• _Problem 1_: Return everything from "Whether I am" down to "and yet how far." in the pub essay, copied word for word.

• _Page text_:
________________________
These days I can’t go to the pub without unease unless someone else is paying for me, at least partly, so the first couple of times I went after everything opened up again I was subsidised by my youngest son, who has a few more days here after completing a maths degree at Sussex. He is waiting for the results of his final exams, and he and his friends are at a bit of a loose end, and he is very keen to show me off to them. He has built me up, I fear, perhaps higher than I deserve, with the result that I have something of a reputation: that of The Only Non-Boring Father in the Country.

Whether I am boring or not is not for me to say. One, of course, should not try to be not-boring. Otherwise one becomes one of those people who introduce themselves and then say “but everyone calls me Tigger”. I read the recent headline of a column written by a notoriously pedestrian columnist and it went: “My number one fear in life? Being boring”, and I thought, Oh, you sweet summer child; how close to self-knowledge, and yet how far.

So twice in the past week, one of them on Father’s Day, I have sat down with a group of 21-year-olds and tried to entertain them. I think I managed all right. One has to make allowances for different frames of reference.
________________________
• _Data section_:
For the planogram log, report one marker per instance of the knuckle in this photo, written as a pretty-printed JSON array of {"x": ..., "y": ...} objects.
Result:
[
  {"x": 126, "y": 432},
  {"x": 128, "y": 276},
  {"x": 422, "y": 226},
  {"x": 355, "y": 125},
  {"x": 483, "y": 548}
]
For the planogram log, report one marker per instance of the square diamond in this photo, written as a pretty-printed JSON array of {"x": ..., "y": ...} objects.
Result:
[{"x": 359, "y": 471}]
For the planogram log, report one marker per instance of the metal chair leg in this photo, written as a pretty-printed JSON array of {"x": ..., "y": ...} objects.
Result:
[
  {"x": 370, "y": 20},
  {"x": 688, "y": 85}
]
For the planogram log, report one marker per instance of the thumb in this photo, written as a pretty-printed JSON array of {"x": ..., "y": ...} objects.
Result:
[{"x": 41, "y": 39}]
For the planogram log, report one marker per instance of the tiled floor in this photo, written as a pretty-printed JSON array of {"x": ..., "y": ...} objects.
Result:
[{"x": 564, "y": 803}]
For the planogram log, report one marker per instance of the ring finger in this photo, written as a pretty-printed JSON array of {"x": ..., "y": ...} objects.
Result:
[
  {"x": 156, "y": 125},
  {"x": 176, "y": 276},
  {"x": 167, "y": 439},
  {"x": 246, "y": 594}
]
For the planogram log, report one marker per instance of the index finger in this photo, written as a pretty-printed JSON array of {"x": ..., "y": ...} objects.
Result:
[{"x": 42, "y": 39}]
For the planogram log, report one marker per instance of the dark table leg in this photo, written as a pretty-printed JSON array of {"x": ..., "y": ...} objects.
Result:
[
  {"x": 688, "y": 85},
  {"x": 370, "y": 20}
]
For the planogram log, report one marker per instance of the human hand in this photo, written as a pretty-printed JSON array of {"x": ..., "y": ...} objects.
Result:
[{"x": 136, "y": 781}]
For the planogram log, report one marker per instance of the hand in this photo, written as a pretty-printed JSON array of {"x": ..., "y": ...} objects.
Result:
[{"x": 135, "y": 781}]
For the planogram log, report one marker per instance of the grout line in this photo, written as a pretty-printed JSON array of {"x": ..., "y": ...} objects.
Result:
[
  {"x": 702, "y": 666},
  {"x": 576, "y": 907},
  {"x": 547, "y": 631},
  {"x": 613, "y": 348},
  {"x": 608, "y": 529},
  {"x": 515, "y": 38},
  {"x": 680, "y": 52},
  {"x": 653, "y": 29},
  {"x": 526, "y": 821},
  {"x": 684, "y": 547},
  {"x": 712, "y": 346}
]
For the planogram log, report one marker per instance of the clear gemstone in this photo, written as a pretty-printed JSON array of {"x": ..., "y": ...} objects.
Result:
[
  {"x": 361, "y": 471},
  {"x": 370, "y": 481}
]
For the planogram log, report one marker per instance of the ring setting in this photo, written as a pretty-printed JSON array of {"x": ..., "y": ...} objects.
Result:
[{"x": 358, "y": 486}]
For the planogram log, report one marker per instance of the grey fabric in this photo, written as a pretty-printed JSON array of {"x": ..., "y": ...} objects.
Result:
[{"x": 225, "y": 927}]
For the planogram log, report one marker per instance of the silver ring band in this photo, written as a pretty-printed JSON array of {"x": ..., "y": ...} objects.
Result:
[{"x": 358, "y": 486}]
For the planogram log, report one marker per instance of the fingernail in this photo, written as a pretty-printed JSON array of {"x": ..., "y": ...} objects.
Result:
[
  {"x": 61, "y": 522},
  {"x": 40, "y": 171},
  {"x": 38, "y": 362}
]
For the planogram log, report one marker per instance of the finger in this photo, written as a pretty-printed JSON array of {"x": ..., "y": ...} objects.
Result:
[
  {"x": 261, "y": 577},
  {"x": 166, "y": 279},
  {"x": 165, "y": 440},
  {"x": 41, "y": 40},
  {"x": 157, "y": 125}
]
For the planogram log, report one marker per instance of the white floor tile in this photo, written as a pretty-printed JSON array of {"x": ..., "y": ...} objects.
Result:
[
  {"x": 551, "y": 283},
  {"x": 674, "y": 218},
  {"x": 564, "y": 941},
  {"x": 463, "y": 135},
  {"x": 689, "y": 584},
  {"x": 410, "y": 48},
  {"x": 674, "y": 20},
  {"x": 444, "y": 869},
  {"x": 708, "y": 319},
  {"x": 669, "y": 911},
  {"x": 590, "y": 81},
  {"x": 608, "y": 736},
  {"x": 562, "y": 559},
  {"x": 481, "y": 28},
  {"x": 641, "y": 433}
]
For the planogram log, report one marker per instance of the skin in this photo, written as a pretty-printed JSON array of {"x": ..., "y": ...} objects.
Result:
________________________
• _Problem 2_: Rewrite everything in the rows from the line containing "of the skin" down to the last line of the rows as a Markdown table with the columns Index and Line, skipping blank lines.

• _Full answer 1_:
Whether I am boring or not is not for me to say. One, of course, should not try to be not-boring. Otherwise one becomes one of those people who introduce themselves and then say “but everyone calls me Tigger”. I read the recent headline of a column written by a notoriously pedestrian columnist and it went: “My number one fear in life? Being boring”, and I thought, Oh, you sweet summer child; how close to self-knowledge, and yet how far.

• _Full answer 2_:
| Index | Line |
|---|---|
| 1 | For the planogram log, report one marker per instance of the skin in this photo, written as a pretty-printed JSON array of {"x": ..., "y": ...} objects. |
| 2 | Result: |